### Directive
Copy, without any change, everything in the records below from the line containing "the white stamen" down to the line containing "column 657, row 263", including both of those lines.

──────────────────────────────

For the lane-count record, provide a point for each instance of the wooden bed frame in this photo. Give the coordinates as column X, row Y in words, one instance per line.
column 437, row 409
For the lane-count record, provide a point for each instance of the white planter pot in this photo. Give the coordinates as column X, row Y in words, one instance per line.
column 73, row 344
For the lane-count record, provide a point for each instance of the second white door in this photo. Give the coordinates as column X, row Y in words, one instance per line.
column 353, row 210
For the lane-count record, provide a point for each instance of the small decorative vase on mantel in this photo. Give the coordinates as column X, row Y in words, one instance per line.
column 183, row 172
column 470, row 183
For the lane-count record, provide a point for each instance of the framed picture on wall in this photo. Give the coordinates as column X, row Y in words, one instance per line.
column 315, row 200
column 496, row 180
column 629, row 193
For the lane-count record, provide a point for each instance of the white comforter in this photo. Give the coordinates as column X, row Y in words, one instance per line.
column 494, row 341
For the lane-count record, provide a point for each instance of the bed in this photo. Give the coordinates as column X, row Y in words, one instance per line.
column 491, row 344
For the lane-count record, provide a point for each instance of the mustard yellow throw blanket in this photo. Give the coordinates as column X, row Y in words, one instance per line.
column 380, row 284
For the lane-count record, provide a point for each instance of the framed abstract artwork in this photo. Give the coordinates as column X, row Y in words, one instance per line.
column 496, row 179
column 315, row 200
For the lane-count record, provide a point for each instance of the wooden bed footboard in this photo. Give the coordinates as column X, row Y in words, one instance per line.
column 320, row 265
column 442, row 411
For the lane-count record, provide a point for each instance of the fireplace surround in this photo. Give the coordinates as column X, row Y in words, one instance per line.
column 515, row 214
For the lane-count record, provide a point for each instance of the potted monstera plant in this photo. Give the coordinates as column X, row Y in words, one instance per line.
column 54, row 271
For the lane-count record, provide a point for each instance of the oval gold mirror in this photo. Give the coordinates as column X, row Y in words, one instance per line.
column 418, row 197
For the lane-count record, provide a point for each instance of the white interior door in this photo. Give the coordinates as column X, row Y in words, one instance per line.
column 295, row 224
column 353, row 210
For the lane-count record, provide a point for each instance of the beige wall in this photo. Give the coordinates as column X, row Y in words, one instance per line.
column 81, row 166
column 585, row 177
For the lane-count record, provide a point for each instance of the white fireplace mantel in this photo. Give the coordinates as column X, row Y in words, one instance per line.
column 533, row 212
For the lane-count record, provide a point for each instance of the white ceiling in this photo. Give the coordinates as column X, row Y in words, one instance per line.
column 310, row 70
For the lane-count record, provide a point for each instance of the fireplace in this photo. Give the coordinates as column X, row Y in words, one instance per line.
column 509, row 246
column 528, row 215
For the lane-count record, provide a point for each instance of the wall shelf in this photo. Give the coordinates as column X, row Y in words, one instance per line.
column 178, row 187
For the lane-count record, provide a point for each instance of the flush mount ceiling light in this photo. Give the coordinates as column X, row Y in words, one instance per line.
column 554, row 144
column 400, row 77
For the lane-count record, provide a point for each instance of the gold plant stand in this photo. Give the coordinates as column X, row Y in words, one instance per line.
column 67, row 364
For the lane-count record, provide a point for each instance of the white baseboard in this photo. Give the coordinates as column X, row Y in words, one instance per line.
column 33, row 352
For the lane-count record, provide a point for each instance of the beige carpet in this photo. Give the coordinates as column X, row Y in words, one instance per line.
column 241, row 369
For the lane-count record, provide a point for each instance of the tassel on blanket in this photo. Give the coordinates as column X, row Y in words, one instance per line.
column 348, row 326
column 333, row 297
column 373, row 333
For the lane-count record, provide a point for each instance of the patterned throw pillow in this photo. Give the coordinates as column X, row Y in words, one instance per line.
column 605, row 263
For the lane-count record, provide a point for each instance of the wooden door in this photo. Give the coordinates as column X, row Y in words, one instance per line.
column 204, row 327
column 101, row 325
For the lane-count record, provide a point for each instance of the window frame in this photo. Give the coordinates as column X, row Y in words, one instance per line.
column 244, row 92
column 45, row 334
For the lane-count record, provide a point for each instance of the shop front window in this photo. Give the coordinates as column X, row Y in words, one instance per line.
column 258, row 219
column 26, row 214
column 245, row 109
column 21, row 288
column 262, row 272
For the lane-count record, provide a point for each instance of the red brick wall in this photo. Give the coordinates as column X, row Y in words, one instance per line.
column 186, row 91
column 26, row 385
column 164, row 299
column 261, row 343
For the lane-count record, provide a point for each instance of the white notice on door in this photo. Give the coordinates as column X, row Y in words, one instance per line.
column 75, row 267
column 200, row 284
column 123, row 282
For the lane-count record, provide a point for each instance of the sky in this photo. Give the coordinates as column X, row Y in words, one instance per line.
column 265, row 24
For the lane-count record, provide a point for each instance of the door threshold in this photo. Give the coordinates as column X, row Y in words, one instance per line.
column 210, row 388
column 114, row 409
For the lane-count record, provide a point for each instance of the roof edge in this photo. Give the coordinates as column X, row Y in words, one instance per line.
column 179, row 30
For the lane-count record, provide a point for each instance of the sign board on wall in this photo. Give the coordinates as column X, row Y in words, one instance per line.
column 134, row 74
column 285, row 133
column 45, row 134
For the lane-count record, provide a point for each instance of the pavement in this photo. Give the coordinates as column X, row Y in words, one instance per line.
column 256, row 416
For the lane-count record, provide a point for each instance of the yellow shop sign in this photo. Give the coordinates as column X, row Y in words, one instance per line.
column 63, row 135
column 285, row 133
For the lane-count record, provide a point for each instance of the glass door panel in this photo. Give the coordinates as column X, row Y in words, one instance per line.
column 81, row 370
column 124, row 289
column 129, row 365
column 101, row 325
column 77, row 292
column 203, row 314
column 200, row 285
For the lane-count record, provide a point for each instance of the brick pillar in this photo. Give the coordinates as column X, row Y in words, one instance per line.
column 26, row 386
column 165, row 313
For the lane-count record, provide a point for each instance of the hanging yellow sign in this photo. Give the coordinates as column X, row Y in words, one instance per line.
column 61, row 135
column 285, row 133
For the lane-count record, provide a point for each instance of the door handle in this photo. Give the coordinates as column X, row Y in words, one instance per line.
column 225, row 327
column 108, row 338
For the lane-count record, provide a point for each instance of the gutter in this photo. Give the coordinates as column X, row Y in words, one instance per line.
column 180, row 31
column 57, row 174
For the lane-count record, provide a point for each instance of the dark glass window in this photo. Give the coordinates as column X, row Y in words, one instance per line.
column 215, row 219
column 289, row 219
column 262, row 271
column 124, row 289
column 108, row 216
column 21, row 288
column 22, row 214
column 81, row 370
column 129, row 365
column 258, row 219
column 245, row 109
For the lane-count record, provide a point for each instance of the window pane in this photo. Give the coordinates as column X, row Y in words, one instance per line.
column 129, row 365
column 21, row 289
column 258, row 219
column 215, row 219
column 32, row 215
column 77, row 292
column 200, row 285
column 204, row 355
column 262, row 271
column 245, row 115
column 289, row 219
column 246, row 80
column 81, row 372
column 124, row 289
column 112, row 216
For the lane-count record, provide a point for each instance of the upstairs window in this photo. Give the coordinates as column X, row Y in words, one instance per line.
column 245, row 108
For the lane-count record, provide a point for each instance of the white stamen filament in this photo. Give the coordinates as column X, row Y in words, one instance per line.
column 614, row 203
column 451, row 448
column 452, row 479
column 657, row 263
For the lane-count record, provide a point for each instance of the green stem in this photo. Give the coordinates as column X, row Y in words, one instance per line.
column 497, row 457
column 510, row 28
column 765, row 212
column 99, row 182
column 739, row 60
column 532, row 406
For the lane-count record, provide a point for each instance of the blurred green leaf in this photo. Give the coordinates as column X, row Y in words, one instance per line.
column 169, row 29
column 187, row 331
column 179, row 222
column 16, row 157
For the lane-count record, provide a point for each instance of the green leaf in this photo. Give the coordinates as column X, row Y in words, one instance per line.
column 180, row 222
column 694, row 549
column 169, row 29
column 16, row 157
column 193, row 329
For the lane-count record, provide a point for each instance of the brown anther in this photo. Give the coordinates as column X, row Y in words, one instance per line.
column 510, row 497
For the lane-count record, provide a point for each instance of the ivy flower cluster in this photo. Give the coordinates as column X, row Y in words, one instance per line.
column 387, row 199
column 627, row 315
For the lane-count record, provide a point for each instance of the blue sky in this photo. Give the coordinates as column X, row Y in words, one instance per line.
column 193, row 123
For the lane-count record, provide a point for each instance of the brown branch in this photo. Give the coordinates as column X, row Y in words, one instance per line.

──────────────────────────────

### Result
For the lane-count record, provide a point for each instance of the white stamen filament in this photo. Give the coordinates as column X, row Y in words, one instance per line.
column 614, row 203
column 451, row 448
column 452, row 479
column 657, row 263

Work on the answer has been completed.